## Prompt
Find each line in the records that contains the string "fountain" and copy it.

## Extracted information
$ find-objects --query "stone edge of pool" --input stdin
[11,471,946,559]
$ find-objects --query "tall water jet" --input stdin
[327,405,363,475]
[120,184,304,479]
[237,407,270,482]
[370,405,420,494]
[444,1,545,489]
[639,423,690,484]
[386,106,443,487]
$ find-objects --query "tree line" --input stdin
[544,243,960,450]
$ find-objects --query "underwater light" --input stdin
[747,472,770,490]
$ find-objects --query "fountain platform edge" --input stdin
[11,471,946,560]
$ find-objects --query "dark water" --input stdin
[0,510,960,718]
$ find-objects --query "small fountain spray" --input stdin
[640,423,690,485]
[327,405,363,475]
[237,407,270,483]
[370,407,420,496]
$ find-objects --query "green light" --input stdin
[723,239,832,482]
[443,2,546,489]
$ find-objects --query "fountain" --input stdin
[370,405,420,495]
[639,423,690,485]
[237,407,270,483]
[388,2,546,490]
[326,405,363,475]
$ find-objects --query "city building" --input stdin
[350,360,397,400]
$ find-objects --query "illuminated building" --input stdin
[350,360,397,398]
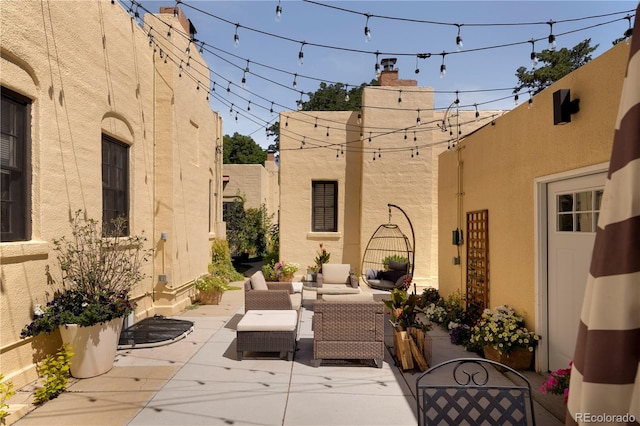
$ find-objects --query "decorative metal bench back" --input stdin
[416,358,535,426]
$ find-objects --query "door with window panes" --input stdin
[547,173,606,371]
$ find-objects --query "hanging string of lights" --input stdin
[129,1,631,155]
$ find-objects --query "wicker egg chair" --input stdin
[361,204,415,292]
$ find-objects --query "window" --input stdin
[311,181,338,232]
[0,88,30,241]
[556,189,602,232]
[102,135,129,235]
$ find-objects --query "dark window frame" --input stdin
[311,180,338,232]
[0,87,32,242]
[101,134,130,235]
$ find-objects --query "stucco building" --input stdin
[438,43,629,371]
[280,64,502,285]
[222,153,280,222]
[0,0,224,387]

## Final result
$ find-objects --query "fountain platform edge" --input stdin
$ find-objects --query "small fountain spray" --input stdin
$ find-objects --query "fountain" --input stdin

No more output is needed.